## Given problem
Format the rows, from the start through the line containing "77 22 L 77 19", as a two-column CSV with the columns input and output. Give one line per row, with its text in input and its answer in output, each in a single quoted field with line breaks replaced by spaces.

## Supplied records
↓↓↓
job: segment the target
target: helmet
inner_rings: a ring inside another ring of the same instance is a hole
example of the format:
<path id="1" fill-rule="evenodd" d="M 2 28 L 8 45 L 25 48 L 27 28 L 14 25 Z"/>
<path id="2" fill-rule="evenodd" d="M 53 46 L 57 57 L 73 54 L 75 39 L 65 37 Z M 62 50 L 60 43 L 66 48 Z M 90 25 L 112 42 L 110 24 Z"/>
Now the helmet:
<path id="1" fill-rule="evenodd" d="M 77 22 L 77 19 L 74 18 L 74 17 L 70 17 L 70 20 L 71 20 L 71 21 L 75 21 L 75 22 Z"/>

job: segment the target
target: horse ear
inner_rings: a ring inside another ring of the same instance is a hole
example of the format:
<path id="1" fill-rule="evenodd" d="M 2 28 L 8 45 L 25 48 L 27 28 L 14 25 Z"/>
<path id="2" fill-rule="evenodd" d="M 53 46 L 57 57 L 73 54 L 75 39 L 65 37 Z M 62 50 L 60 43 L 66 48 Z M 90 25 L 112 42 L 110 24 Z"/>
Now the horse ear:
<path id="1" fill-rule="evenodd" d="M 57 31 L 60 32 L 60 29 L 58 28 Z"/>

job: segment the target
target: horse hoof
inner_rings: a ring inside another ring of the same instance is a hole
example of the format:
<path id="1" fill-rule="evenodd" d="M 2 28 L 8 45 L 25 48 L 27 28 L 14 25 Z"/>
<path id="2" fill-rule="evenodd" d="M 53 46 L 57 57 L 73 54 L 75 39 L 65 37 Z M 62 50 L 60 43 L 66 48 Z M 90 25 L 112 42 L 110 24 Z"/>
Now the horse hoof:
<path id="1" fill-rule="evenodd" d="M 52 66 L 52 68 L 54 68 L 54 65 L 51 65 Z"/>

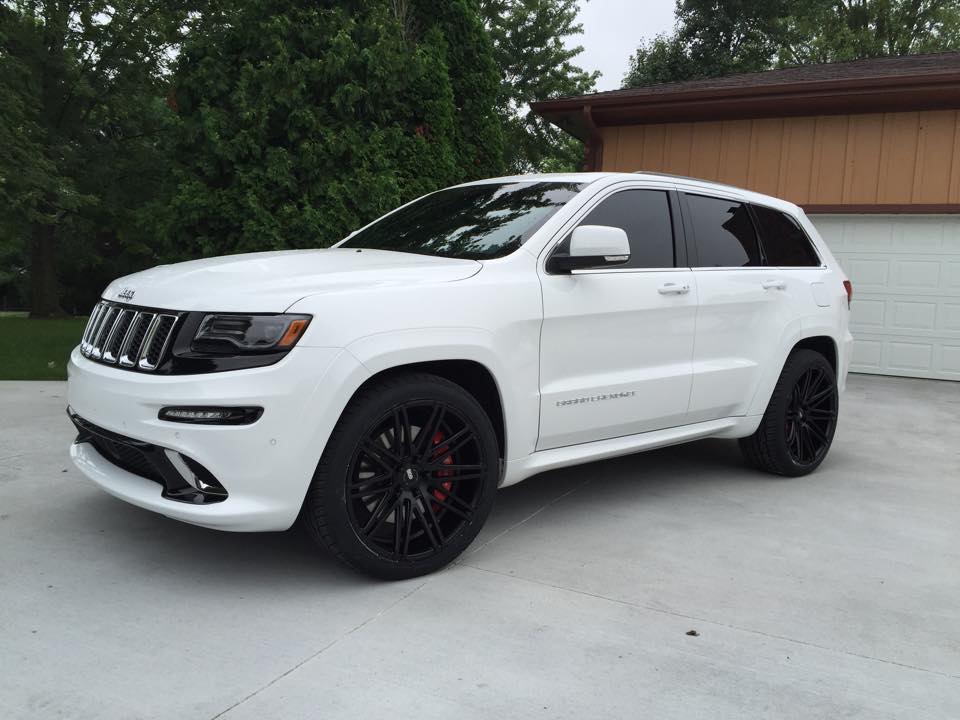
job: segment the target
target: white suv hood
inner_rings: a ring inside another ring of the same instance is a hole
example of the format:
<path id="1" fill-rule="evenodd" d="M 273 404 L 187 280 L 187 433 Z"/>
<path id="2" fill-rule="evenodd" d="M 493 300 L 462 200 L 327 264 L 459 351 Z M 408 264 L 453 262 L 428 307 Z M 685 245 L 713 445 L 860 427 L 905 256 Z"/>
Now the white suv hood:
<path id="1" fill-rule="evenodd" d="M 114 280 L 103 297 L 169 310 L 283 312 L 309 295 L 452 282 L 481 267 L 475 260 L 384 250 L 284 250 L 160 265 Z"/>

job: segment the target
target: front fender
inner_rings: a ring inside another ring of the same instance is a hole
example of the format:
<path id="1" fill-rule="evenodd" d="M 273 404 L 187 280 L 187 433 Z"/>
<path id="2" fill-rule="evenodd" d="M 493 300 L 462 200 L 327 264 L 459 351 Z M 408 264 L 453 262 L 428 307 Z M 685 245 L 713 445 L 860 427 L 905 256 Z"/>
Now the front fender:
<path id="1" fill-rule="evenodd" d="M 485 367 L 500 393 L 506 459 L 525 457 L 537 441 L 540 413 L 537 347 L 509 343 L 482 328 L 424 328 L 376 333 L 347 350 L 371 376 L 397 367 L 444 360 L 467 360 Z M 505 363 L 503 358 L 509 358 Z"/>

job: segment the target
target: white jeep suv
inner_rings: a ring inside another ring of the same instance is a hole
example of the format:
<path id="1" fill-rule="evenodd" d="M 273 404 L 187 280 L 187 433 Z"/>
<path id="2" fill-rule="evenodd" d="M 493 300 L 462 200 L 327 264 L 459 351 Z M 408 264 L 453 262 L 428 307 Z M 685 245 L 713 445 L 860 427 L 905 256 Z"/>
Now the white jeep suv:
<path id="1" fill-rule="evenodd" d="M 652 173 L 468 183 L 327 250 L 112 283 L 70 358 L 71 455 L 140 507 L 301 516 L 352 567 L 411 577 L 544 470 L 723 437 L 811 472 L 851 293 L 782 200 Z"/>

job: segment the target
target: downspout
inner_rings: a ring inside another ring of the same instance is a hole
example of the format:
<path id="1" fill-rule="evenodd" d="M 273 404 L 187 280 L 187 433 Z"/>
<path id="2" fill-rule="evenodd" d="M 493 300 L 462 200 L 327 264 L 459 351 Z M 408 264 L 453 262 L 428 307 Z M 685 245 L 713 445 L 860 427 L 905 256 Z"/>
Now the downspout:
<path id="1" fill-rule="evenodd" d="M 603 166 L 603 138 L 597 131 L 597 124 L 593 121 L 593 108 L 589 105 L 583 106 L 583 123 L 590 133 L 583 144 L 583 169 L 585 172 L 595 172 Z"/>

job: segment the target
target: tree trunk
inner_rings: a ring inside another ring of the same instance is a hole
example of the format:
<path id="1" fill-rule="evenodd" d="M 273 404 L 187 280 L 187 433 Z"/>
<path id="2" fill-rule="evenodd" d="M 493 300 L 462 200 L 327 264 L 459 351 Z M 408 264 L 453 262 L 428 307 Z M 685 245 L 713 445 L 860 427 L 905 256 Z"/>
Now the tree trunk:
<path id="1" fill-rule="evenodd" d="M 30 238 L 30 317 L 64 315 L 57 282 L 57 238 L 53 225 L 35 225 Z"/>

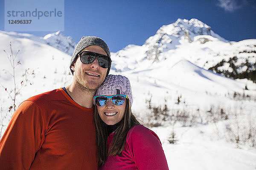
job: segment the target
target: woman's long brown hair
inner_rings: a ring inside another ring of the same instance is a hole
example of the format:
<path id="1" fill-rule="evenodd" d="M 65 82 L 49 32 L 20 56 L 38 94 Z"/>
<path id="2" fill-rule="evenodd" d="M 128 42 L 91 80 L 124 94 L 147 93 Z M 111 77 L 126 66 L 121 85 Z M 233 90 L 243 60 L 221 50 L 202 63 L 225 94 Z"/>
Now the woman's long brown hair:
<path id="1" fill-rule="evenodd" d="M 93 121 L 96 130 L 96 144 L 99 157 L 99 166 L 103 165 L 109 155 L 121 155 L 125 147 L 126 136 L 131 128 L 135 125 L 140 125 L 131 113 L 131 104 L 129 99 L 126 99 L 126 105 L 124 118 L 120 121 L 120 126 L 115 132 L 114 137 L 108 150 L 108 136 L 109 132 L 108 125 L 101 119 L 97 106 L 94 108 Z"/>

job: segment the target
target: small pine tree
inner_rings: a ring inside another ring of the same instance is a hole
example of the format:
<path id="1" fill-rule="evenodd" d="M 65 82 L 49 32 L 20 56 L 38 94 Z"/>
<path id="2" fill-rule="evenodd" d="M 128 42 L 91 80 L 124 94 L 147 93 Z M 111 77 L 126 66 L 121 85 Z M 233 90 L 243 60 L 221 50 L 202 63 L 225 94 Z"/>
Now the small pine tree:
<path id="1" fill-rule="evenodd" d="M 172 131 L 170 134 L 170 136 L 167 140 L 171 144 L 175 144 L 178 141 L 178 140 L 177 139 L 177 135 L 174 131 L 174 128 L 172 128 Z"/>

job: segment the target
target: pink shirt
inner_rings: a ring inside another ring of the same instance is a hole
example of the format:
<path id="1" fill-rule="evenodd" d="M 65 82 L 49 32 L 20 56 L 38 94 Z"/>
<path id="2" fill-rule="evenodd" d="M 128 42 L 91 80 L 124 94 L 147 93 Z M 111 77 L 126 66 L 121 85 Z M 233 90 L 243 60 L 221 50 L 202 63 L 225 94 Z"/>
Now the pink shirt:
<path id="1" fill-rule="evenodd" d="M 109 135 L 108 146 L 114 133 Z M 100 170 L 169 170 L 160 140 L 152 130 L 142 125 L 132 128 L 127 134 L 122 156 L 109 156 Z"/>

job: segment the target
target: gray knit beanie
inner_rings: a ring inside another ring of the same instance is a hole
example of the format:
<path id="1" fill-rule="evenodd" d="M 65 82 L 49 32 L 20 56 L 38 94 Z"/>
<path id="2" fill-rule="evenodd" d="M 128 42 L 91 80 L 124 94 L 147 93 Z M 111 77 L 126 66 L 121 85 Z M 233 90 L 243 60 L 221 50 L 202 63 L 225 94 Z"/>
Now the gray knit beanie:
<path id="1" fill-rule="evenodd" d="M 129 79 L 126 77 L 120 75 L 109 75 L 97 89 L 94 96 L 112 96 L 115 94 L 127 95 L 131 105 L 132 104 L 133 99 L 131 88 Z M 94 104 L 95 102 L 93 101 Z"/>
<path id="2" fill-rule="evenodd" d="M 70 68 L 72 73 L 72 74 L 74 74 L 74 71 L 71 70 L 71 66 L 73 65 L 74 63 L 76 61 L 78 54 L 84 49 L 84 48 L 89 47 L 91 45 L 97 45 L 102 48 L 107 53 L 108 56 L 110 58 L 110 51 L 108 45 L 101 38 L 96 37 L 84 37 L 81 38 L 81 40 L 77 43 L 76 46 L 73 56 L 71 58 L 71 61 L 70 65 Z M 110 65 L 108 68 L 108 71 L 107 72 L 107 75 L 108 74 L 111 67 L 111 62 Z"/>

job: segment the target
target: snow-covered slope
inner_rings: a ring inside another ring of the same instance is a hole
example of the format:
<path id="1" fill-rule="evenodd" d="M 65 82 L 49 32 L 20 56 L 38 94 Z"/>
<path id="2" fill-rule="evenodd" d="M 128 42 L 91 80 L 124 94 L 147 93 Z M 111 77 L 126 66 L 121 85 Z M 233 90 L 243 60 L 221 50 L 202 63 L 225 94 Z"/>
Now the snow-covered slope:
<path id="1" fill-rule="evenodd" d="M 68 54 L 73 54 L 76 44 L 72 38 L 66 37 L 58 31 L 54 33 L 49 34 L 44 37 L 38 37 L 29 34 L 18 33 L 15 32 L 7 32 L 0 31 L 0 33 L 10 35 L 17 38 L 26 38 L 52 46 Z"/>
<path id="2" fill-rule="evenodd" d="M 15 77 L 17 88 L 22 88 L 17 105 L 31 96 L 70 83 L 70 55 L 76 45 L 72 38 L 59 32 L 38 37 L 0 31 L 0 67 L 4 69 L 0 73 L 2 135 L 13 102 L 14 82 L 7 60 L 10 42 L 15 55 L 20 51 L 16 61 L 21 64 L 16 67 Z M 241 139 L 248 136 L 250 127 L 256 127 L 256 84 L 207 70 L 223 59 L 228 63 L 234 55 L 236 63 L 244 59 L 255 62 L 255 40 L 229 42 L 200 21 L 178 19 L 161 27 L 143 45 L 130 45 L 111 53 L 110 74 L 125 75 L 131 81 L 133 112 L 147 125 L 162 125 L 151 128 L 161 139 L 170 169 L 256 167 L 256 150 L 250 147 L 251 141 Z M 224 65 L 218 69 L 230 70 L 227 64 Z M 165 105 L 168 115 L 155 114 L 156 110 L 163 112 Z M 168 139 L 174 128 L 178 142 L 171 145 Z M 237 135 L 240 143 L 226 142 L 235 142 Z"/>
<path id="3" fill-rule="evenodd" d="M 245 78 L 256 82 L 256 40 L 229 42 L 196 19 L 179 19 L 163 26 L 142 46 L 129 45 L 116 55 L 125 57 L 124 60 L 132 57 L 140 62 L 146 60 L 151 63 L 161 62 L 171 57 L 182 57 L 226 77 Z M 123 62 L 125 70 L 139 67 L 138 62 L 132 66 L 128 65 L 131 63 Z M 113 68 L 121 71 L 119 68 Z"/>

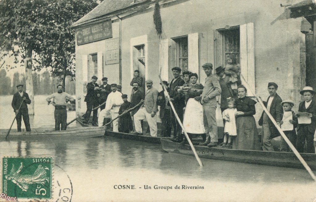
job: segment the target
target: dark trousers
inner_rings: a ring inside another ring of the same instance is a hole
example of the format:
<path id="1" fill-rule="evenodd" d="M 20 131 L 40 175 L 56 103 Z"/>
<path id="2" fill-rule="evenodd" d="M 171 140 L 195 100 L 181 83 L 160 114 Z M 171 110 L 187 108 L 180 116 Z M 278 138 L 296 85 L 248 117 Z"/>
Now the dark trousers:
<path id="1" fill-rule="evenodd" d="M 296 149 L 300 153 L 304 152 L 304 144 L 305 140 L 307 142 L 307 153 L 314 153 L 314 133 L 311 133 L 307 128 L 307 125 L 300 125 L 297 131 L 297 138 L 296 139 Z"/>
<path id="2" fill-rule="evenodd" d="M 64 109 L 58 109 L 55 106 L 55 111 L 54 113 L 55 118 L 55 130 L 60 130 L 60 125 L 61 130 L 66 130 L 67 128 L 67 110 L 66 106 Z"/>
<path id="3" fill-rule="evenodd" d="M 285 134 L 287 137 L 289 139 L 291 143 L 292 143 L 294 146 L 296 145 L 296 134 L 295 130 L 289 130 L 288 131 L 283 131 L 284 134 Z M 291 149 L 290 147 L 288 145 L 288 143 L 286 143 L 285 140 L 284 140 L 283 138 L 281 137 L 281 142 L 280 146 L 280 151 L 285 152 L 292 152 L 292 150 Z"/>
<path id="4" fill-rule="evenodd" d="M 163 117 L 161 119 L 161 134 L 162 137 L 170 137 L 171 133 L 171 109 L 165 109 Z"/>
<path id="5" fill-rule="evenodd" d="M 91 110 L 99 106 L 99 104 L 96 102 L 87 102 L 87 111 L 84 116 L 84 120 L 87 122 L 89 121 L 91 116 Z M 93 116 L 92 118 L 92 123 L 98 122 L 98 109 L 93 111 Z"/>
<path id="6" fill-rule="evenodd" d="M 21 109 L 19 113 L 16 115 L 16 125 L 17 125 L 18 131 L 21 131 L 21 126 L 22 125 L 22 116 L 23 117 L 23 121 L 25 126 L 25 129 L 27 131 L 31 131 L 31 126 L 30 126 L 30 117 L 28 116 L 28 110 L 27 109 Z"/>
<path id="7" fill-rule="evenodd" d="M 180 119 L 181 122 L 183 122 L 183 109 L 182 108 L 179 108 L 179 107 L 175 107 L 176 112 L 178 114 L 178 116 Z M 172 126 L 173 127 L 173 138 L 175 138 L 176 137 L 178 139 L 182 139 L 183 137 L 181 134 L 181 132 L 182 131 L 182 129 L 180 125 L 180 124 L 177 120 L 177 118 L 174 115 L 173 110 L 171 111 L 171 122 L 172 123 Z"/>

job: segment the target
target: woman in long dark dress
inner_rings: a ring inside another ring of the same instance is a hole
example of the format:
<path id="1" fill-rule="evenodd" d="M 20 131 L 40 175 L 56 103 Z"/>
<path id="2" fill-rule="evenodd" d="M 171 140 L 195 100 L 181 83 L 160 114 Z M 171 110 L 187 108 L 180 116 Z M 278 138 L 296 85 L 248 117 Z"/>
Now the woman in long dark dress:
<path id="1" fill-rule="evenodd" d="M 257 125 L 253 115 L 256 114 L 256 102 L 246 96 L 247 89 L 241 85 L 237 88 L 236 113 L 237 136 L 233 141 L 233 148 L 261 150 Z"/>

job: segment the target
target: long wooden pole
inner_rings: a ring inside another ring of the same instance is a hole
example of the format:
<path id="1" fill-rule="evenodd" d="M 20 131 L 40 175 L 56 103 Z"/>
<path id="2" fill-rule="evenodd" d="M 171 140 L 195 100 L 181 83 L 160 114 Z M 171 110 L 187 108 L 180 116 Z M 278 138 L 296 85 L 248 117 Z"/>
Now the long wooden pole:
↑↑↑
## Answer to the task
input,output
"job: segment the target target: helmet inner_rings: a ring inside another ring of the same instance is a hole example of the format: <path id=""1"" fill-rule=""evenodd"" d=""M 2 28 L 8 45 L 25 48 L 27 28 L 14 25 Z""/> <path id=""2"" fill-rule=""evenodd"" d=""M 53 46 L 57 57 L 73 54 L 75 39 L 65 37 Z M 62 50 L 60 43 L 66 48 Z M 90 25 L 112 42 L 110 24 Z""/> Now the helmet:","<path id=""1"" fill-rule=""evenodd"" d=""M 77 22 L 77 19 L 74 18 L 74 17 L 70 17 L 70 20 L 71 20 L 71 21 L 75 21 L 75 22 Z""/>"